## Records from a collection
Segment Open

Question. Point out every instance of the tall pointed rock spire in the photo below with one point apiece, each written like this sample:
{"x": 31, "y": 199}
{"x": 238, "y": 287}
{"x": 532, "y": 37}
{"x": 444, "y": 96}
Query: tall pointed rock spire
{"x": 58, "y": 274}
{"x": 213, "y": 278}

Segment Closed

The entries above must be returned exactly.

## EXERCISE RESULT
Question. Point out every instance of the tall pointed rock spire in the photo below with one point apiece, each written like this sample:
{"x": 31, "y": 199}
{"x": 238, "y": 287}
{"x": 532, "y": 37}
{"x": 444, "y": 96}
Query: tall pointed rock spire
{"x": 58, "y": 274}
{"x": 213, "y": 278}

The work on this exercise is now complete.